#### Records from a data collection
BEGIN

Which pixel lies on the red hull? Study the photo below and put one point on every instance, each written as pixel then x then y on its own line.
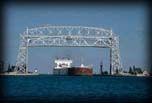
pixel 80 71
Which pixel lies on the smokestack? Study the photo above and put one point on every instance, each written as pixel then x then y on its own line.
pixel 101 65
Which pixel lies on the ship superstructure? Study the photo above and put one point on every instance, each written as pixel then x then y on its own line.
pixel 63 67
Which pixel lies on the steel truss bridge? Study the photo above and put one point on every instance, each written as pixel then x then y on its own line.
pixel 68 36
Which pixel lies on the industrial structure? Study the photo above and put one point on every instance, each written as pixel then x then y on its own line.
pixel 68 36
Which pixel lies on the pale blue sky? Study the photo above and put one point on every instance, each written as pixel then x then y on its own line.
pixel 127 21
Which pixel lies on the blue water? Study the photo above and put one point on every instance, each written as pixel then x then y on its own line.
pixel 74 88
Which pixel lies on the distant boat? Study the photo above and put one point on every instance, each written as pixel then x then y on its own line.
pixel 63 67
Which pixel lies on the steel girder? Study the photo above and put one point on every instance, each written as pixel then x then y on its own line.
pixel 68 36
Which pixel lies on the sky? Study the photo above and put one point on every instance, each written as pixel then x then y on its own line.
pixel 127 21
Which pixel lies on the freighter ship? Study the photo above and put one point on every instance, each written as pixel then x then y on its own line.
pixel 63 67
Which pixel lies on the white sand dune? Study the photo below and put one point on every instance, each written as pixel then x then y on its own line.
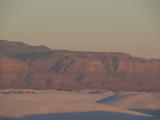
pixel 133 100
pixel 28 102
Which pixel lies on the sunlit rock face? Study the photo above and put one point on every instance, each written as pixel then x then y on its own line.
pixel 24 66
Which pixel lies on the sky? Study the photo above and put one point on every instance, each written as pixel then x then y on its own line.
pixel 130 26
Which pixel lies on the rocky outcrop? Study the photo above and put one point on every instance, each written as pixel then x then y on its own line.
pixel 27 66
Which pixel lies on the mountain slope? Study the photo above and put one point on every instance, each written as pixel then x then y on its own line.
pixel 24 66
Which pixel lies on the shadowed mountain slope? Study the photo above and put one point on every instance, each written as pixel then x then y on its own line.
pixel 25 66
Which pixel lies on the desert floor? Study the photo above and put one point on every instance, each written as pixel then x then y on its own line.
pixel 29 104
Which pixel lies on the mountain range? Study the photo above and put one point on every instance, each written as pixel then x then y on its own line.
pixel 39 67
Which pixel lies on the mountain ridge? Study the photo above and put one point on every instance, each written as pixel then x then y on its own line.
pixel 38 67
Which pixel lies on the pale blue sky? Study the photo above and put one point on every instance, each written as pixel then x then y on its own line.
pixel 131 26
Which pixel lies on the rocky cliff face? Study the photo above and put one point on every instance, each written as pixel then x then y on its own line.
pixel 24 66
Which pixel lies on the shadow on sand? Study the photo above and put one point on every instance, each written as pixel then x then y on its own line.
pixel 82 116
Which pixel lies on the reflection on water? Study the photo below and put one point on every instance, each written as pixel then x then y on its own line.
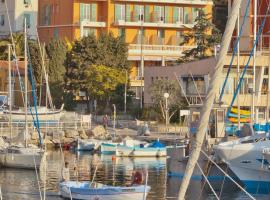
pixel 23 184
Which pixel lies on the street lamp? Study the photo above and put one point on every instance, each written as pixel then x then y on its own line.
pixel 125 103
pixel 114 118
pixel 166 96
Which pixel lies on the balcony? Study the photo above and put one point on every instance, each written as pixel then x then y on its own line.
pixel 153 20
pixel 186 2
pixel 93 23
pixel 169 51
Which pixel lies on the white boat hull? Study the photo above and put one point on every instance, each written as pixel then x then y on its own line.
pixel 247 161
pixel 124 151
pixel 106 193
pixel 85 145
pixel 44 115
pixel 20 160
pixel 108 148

END
BEGIN

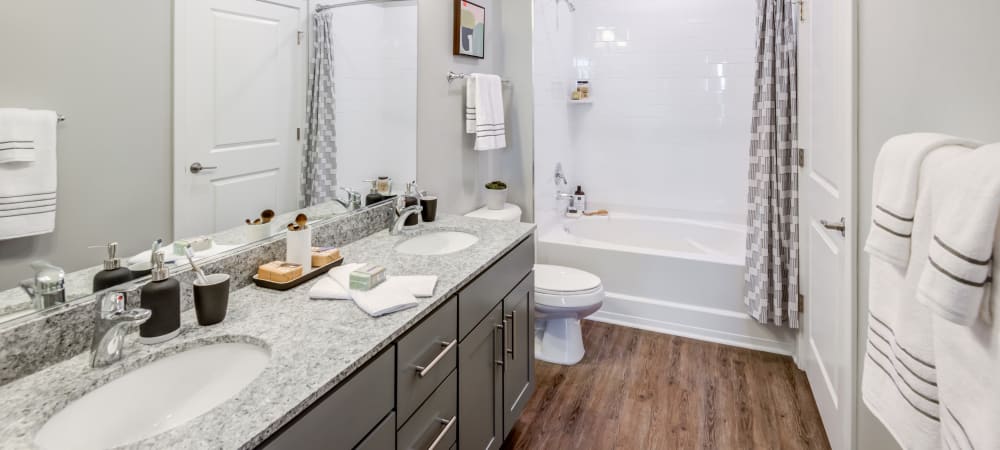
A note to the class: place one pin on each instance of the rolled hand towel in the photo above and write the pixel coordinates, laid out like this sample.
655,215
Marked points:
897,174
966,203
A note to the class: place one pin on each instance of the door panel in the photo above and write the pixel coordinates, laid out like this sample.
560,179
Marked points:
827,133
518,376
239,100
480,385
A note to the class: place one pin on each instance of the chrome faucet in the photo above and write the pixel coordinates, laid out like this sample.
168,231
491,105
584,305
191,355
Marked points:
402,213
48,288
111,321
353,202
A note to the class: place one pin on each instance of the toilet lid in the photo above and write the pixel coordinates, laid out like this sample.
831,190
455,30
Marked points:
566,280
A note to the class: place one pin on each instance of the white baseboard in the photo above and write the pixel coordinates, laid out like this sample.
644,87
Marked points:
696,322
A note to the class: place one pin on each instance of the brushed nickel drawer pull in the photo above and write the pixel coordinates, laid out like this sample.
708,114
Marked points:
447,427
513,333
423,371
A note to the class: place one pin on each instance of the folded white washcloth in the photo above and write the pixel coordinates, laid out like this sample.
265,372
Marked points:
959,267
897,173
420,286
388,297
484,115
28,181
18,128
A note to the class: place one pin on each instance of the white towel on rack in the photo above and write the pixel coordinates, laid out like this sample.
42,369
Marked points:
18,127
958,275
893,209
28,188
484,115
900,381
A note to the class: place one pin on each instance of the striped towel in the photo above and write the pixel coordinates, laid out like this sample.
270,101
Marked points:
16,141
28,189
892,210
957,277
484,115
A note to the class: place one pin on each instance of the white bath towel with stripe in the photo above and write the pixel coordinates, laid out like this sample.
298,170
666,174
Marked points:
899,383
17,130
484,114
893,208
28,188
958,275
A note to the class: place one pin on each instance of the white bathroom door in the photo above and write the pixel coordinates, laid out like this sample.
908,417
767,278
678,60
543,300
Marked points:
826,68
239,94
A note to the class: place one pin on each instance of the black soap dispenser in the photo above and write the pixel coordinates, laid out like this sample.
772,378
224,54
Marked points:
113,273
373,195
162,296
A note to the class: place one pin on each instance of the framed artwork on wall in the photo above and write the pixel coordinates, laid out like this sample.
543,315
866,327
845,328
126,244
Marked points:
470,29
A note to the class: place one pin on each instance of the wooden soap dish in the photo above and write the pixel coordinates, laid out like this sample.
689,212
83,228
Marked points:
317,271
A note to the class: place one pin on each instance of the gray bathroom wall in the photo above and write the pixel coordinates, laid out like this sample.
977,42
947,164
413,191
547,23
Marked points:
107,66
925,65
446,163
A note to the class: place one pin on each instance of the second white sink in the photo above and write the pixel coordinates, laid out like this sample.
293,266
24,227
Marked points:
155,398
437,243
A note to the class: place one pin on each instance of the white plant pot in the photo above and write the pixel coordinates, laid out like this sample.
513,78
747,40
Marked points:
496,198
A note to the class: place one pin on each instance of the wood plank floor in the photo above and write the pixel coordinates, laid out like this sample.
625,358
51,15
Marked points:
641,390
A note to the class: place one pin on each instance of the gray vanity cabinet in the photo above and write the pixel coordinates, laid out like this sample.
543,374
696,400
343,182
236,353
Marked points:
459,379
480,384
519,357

END

#### Try it
Where does the string "bathroom" appear in the records above? Show every line that holds it.

#### Solution for this task
A note to the class: place one pin on each instance of the white bathroom door in the photo above and write the pixel coordinates, laid out like this sample.
A note to the class: place one pin on each instance of the gray bathroom wall in the photo above and write the pixel coordinates, laid out like this sample.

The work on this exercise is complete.